#### [Problem set]
1) Please output the passage of the article on the Marion VA protest from "Members of the" up to and including "given a key.", matching its wording character for character.
2) In the article on the Marion VA protest, which people were given a key to the PPE closet after its locks were changed?
3) Take the article about the union protest at the Marion VA further, starting after its final sentence.

Members of the American Federation of Government Employees Union (AFGE) local chapter lined the sidewalks outside the Marion VA Thursday protesting what they say is unpreparedness by the VA in the midst of the COVID-19 pandemic.

According to Linda Rademaker, AFGE Local 1020 president, employees at the VA are not being given the necessary personal protective equipment (PPE) to keep them and their patients safe from the spread of the coronavirus.

“We need N95 masks available to us every day,” Rademaker said. “We should not be forced to put our (surgical) masks in a paper bag and store it until the next day. A clean mask protects the veterans as well.”

At the start of the COVID crisis, Rademaker claims the locks to the PPE closet were changed and only the director, the logistics chief and a police officer were given a key.

“If we need to get something out of that closet it's a half hour process at best,” Rademaker said. “We want our keys back.”

Mary Woods, a registered nurse at the VA, said that on April 1 a fellow nurse was told to remove the N95 mask she had bought for herself, despite the fact that the nurse suffered from asthma.

“We weren’t allowed to wear masks in the hallways because they said it made us look like we were scared or sick,” Woods said. “Then the next day they said we must wear a mask, just not the N95s, just the little cloth ones.”

Wendell Grissell, a housekeeper at the VA and a Marine Corps Veteran, stood among those protesting without a mask.

“We all work close proximity to veterans and sometimes we don't have adequate PPE to protect each and every one of us,” Grissell said. “That's why I'm standing here without a mask. It's time to protest and speak up and hopefully it will make a change and we will be able to get the stuff we need.”

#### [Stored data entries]
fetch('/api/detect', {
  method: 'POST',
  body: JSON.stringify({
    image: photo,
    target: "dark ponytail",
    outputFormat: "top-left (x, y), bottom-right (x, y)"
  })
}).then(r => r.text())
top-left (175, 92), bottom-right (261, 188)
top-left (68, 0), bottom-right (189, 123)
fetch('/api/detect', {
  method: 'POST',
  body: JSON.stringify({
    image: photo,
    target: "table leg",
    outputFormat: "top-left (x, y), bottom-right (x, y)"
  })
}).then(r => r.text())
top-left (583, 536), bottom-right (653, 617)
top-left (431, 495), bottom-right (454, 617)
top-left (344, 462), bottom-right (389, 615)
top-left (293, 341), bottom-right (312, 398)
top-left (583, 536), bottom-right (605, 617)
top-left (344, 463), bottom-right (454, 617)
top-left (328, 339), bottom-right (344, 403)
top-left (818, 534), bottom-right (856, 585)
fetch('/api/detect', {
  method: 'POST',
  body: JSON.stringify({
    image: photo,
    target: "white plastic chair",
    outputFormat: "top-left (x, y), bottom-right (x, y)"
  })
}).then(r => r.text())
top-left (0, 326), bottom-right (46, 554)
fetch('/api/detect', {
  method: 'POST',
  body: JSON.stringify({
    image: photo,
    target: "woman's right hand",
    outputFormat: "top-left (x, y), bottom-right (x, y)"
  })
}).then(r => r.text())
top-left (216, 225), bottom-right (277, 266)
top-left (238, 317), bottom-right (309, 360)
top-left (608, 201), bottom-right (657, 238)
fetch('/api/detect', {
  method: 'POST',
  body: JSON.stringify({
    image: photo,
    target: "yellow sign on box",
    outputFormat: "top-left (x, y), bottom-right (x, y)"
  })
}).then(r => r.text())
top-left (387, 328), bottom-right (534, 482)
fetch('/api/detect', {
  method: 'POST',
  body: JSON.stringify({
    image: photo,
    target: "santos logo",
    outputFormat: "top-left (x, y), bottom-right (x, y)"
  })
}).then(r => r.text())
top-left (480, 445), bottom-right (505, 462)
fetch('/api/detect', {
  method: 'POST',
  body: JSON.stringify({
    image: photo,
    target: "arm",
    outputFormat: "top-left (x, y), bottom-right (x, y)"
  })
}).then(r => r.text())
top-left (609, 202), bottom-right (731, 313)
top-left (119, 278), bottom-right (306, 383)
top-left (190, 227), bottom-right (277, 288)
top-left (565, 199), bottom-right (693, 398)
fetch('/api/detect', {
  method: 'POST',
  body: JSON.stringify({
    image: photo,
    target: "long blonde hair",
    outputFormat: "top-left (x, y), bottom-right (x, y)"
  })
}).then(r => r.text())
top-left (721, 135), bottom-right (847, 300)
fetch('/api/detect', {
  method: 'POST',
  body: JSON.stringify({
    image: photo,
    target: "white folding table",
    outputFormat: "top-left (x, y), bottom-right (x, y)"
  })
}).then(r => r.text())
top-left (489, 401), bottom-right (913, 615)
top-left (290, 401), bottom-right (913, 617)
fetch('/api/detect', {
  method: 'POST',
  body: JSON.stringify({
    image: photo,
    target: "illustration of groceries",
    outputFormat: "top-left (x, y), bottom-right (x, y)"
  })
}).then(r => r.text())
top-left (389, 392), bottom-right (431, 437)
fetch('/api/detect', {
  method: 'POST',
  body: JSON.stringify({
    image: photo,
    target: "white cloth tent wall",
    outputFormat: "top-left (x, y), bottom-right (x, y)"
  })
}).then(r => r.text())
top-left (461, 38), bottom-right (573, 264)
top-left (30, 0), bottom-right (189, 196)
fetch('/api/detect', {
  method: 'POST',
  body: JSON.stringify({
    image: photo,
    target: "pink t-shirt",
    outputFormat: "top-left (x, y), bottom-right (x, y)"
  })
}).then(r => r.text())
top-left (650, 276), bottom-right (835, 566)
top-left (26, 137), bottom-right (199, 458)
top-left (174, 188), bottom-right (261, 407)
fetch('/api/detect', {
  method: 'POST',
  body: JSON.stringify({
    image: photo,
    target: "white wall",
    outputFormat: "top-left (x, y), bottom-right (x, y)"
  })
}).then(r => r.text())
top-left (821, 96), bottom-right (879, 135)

--

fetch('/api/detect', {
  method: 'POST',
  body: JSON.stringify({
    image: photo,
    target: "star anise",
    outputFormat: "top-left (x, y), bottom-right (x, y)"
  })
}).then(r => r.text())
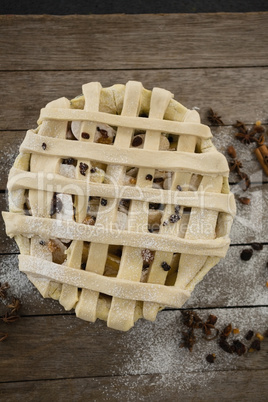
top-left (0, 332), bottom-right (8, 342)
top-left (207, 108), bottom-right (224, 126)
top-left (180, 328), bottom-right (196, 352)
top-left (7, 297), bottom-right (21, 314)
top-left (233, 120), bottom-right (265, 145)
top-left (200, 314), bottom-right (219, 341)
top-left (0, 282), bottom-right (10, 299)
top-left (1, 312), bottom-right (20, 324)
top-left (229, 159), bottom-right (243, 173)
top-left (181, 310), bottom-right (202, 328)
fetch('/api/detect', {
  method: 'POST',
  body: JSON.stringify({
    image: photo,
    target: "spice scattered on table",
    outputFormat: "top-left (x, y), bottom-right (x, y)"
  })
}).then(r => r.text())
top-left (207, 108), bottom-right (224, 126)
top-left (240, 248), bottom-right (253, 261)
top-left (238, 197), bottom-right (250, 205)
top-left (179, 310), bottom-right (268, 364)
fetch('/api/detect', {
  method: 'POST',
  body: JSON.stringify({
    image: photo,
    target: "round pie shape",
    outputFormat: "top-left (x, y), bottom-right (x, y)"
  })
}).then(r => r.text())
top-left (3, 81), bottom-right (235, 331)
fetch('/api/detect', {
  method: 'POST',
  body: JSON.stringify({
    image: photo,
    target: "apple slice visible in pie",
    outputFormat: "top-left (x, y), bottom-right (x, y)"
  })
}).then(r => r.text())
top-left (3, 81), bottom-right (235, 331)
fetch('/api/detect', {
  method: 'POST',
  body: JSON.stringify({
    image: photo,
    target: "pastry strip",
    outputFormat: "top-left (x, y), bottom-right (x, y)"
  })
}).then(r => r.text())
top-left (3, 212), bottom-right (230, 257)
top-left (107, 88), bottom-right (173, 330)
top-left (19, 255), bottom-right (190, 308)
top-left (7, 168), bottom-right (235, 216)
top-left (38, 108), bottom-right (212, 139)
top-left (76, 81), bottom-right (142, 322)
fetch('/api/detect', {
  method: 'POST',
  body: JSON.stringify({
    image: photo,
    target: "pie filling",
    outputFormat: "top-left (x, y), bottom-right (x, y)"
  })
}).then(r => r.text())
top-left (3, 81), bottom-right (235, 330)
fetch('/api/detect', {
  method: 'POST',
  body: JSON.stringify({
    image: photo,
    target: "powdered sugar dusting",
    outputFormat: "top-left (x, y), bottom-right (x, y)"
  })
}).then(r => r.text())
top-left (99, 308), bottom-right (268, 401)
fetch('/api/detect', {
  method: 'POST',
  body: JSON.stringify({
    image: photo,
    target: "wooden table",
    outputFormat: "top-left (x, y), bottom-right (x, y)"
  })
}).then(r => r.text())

#### [Responses by task]
1)
Members of the American Federation of Government Employees Union (AFGE) local chapter lined the sidewalks outside the Marion VA Thursday protesting what they say is unpreparedness by the VA in the midst of the COVID-19 pandemic.

According to Linda Rademaker, AFGE Local 1020 president, employees at the VA are not being given the necessary personal protective equipment (PPE) to keep them and their patients safe from the spread of the coronavirus.

“We need N95 masks available to us every day,” Rademaker said. “We should not be forced to put our (surgical) masks in a paper bag and store it until the next day. A clean mask protects the veterans as well.”

At the start of the COVID crisis, Rademaker claims the locks to the PPE closet were changed and only the director, the logistics chief and a police officer were given a key.

2) The director, the logistics chief and a police officer.

3)
In addition to issues with PPE, Rademaker said she has received repeated complaints about delayed reasonable accommodation for employees that are sick and qualify to work from home.

Many employees of the VA Muncie and Peru community based outpatient clinics (CBOC) were reassigned to the Marion VA, adding an extra hour or more of driving for some employees, Rademaker said, without any compensation.

“We’re government workers. We are here taking care of veterans, and we shouldn’t be treated this way,” Rademaker said.

Management has been notified both verbally and in writing of each issue, according to Rademaker, and she said none of the issues have been resolved.

“The lack of VA top leadership combined with their deliberate refusal to engage with the employees' representatives has left our VA workers, veterans and their families more vulnerable to contracting the coronavirus,” Rademaker said.

VA representatives did not respond to the Chronicle-Tribune's request for comment as of deadline Thursday.